Passage to read:
Abidemi Rufai, a former Senior Special Assistant to Ogun State Governor, Dapo Abiodun, has pleaded guilty to his role in a $350,763 heist in the United States.
According to The Seattle Times, 45-year-old Rufai pleaded guilty on Tuesday in US District Court in Tacoma to charges that he used stolen Social Security numbers and other personal data to file $350,763 in fake claims for pandemic unemployment benefits in 2020.
The medium also quoted the US Attorney’s Office in Seattle as saying that Rufai pleaded guilty to stealing benefits from other states, as well as another $250,000 from other federal programmes.
From 2017 and 2020, Rufai filed fraudulent claims for $1.7 million in federal tax refunds, of which $90,877 was paid out.
Rufai has agreed to repay the stolen funds, though it wasn’t clear how he would make payments or whether his agreement meant he still had access to the stolen funds.
“He has agreed to disclose all of his assets and to cooperate in US government efforts to recover on those assets,” U.S. Attorney’s Office spokesperson Emily Langlie said in an email Wednesday. “At this point we don’t know what kind of recovery will result.”
Rufai, who has been in custody since his May 2021 arrest at New York’s Kennedy International Airport as he was about to fly to Nigeria, was Abiodun’s aide.

Work to complete:
• A. Summarize the report on Abidemi Rufai's guilty plea in two sentences.
• B. Carry the report on Abidemi Rufai's guilty plea forward from its last sentence.

Given records:
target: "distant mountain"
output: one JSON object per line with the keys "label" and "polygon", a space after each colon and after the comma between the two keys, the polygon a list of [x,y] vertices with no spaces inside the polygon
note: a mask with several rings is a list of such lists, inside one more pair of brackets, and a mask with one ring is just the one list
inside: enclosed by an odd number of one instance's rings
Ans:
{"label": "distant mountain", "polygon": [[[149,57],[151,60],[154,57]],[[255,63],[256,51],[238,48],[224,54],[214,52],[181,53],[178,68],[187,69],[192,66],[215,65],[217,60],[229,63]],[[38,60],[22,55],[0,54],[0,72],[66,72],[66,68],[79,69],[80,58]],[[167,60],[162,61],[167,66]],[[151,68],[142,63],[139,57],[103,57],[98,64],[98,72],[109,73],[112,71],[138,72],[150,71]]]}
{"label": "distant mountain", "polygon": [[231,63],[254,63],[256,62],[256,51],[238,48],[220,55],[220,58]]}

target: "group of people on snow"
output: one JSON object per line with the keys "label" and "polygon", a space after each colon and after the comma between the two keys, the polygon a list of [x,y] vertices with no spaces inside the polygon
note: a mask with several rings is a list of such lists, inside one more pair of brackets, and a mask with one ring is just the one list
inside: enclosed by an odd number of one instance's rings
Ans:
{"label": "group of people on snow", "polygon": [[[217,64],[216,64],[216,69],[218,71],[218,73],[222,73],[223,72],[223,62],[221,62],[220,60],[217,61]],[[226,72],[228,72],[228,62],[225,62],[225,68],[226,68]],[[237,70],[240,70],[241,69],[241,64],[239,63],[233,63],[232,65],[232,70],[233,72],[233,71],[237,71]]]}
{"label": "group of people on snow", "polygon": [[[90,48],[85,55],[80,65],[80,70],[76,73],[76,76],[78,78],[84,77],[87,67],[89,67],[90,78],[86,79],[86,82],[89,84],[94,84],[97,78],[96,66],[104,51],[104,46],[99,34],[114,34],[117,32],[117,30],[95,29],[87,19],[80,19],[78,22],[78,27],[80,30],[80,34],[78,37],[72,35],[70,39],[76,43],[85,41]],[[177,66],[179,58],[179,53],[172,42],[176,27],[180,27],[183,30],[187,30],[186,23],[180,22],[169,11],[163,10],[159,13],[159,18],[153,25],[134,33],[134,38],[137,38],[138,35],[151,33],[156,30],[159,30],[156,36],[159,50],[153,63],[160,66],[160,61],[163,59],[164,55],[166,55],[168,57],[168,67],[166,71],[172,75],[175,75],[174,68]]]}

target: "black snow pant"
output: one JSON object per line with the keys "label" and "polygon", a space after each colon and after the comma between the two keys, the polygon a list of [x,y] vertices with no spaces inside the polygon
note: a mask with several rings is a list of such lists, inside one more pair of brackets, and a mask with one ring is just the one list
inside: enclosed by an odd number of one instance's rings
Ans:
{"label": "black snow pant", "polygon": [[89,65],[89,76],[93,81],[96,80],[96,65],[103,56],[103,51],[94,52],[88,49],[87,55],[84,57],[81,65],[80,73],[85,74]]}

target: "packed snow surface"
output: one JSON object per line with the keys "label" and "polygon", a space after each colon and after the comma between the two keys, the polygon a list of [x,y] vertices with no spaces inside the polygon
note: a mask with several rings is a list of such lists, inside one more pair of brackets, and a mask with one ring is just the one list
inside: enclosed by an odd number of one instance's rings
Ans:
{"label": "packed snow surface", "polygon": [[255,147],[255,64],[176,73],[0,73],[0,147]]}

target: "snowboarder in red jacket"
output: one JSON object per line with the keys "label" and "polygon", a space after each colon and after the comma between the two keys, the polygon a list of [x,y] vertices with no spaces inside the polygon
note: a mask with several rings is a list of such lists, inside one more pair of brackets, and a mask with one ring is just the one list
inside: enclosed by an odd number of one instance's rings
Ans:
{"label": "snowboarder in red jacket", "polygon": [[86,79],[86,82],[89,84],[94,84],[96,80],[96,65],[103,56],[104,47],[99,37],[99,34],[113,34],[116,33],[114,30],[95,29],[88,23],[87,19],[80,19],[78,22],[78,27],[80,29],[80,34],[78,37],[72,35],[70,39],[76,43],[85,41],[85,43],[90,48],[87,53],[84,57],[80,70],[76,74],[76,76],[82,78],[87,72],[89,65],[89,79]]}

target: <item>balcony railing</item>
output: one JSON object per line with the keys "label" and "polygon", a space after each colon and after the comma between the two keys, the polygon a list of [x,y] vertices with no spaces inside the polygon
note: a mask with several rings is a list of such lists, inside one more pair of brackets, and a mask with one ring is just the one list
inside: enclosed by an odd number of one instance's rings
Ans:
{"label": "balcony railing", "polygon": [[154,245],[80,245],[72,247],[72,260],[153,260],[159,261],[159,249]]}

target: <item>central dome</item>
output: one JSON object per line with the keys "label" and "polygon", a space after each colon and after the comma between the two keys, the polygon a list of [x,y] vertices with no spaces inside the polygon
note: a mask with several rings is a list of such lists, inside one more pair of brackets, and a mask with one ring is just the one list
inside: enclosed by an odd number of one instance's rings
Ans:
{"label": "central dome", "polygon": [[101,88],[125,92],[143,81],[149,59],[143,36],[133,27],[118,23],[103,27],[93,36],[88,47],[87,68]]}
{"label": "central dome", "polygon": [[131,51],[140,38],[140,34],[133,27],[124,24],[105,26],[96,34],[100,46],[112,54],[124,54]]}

Results of the tasks:
• A. Abidemi Rufai, a former Senior Special Assistant to Ogun State Governor Dapo Abiodun, pleaded guilty in US District Court in Tacoma to using stolen Social Security numbers and other personal data to file $350,763 in fake pandemic unemployment claims in 2020, and to stealing benefits from other states and another $250,000 from other federal programs. He has agreed to repay the stolen funds and disclose all of his assets, and he has been in custody since his May 2021 arrest at New York's Kennedy International Airport as he was about to fly to Nigeria.

• B.
The governor had suspended him and called for thorough investigation into the matter.
Last August, a Federal High Court sitting in Ikoyi, Lagos, had ordered the interim forfeiture of the funds and properties traced to Rufai.
Justice Tijjani Ringim made the order sequel to an ex parte motion filed and argued by a counsel to the Economic and Financial Crimes Commission, Ebuka Okongwu.
We had earlier reported that the US Department of Justice, District of Washington said Rufai used the pseudonym Sandy Tang and the stolen identities of more than 100 Washington residents to file fraudulent claims with Employment Security Department for unemployment benefits last year during the COVID-19 pandemic.
The criminal complaint also said Rufai mailed some of the proceeds of his fraud to the Jamaica and New York addresses of his relatives with more than $288,000 deposits between March and August 2020.
Rufai risks 30 years in prison for wire fraud.